» Written instruction 1
Transcribe the part of the piece about J.P. Patches starting with "With his hat" and going on through "friends—boisterous and rude.".

» Excerpt
====================

Words
Two things distinguish a certain generation of Puget Sound native. You stick an s on the end of Boeing when you say it. And you fondly recall J.P. Patches.
Chris Wedes, the beloved iconic television clown who entertained decades of Boomers and Gen Xers as they rubbed their eyes and dressed for grade school, died this week. He was 84.
With his hat and coat stuck full of buttons and his outlandish getup, Julius Pierpont Patches was not merely the mayor of the Seattle City Dump. He was the king of local children’s television. Yes, every channel had its kiddie host, stitching together the moments between terrible cartoons and syrupy commercials. There was uncle-y Brakeman Bill and his crazy donkey, Stan Boreson and his musically challenged Basset hounds. Captain Kangaroo and Mister Rogers were oh-so-kindly, and oh-so-dull. No one matched J.P. in his revolving retinue of drop-in weirdo guests—Boris S Wort, Ketchikan the Animal Man, Gorst the Friendly Furple—and his wild, frenetic energy. Where others were merely kindly, J.P. was also kindly, and—like the best of your friends—boisterous and rude.
He was the least clownish of clowns, and that made him droll and comical.

====================

» Labeled-object pointing entries
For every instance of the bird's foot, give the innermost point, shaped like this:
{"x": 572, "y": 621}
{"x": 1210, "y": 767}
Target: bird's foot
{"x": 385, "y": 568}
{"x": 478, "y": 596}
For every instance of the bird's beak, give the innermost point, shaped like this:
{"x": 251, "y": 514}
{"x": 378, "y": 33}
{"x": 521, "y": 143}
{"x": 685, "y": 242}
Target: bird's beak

====================

» Written instruction 2
Express the lines of the records starting with the line containing "For every instance of the bird's beak, give" and going on through the end of the records as a JSON list of strings, one string per line, with blank lines left out.

» Answer 1
With his hat and coat stuck full of buttons and his outlandish getup, Julius Pierpont Patches was not merely the mayor of the Seattle City Dump. He was the king of local children’s television. Yes, every channel had its kiddie host, stitching together the moments between terrible cartoons and syrupy commercials. There was uncle-y Brakeman Bill and his crazy donkey, Stan Boreson and his musically challenged Basset hounds. Captain Kangaroo and Mister Rogers were oh-so-kindly, and oh-so-dull. No one matched J.P. in his revolving retinue of drop-in weirdo guests—Boris S Wort, Ketchikan the Animal Man, Gorst the Friendly Furple—and his wild, frenetic energy. Where others were merely kindly, J.P. was also kindly, and—like the best of your friends—boisterous and rude.

» Answer 2
[
  "For every instance of the bird's beak, give the innermost point, shaped like this:",
  "{\"x\": 251, \"y\": 514}",
  "{\"x\": 378, \"y\": 33}",
  "{\"x\": 521, \"y\": 143}",
  "{\"x\": 685, \"y\": 242}",
  "Target: bird's beak"
]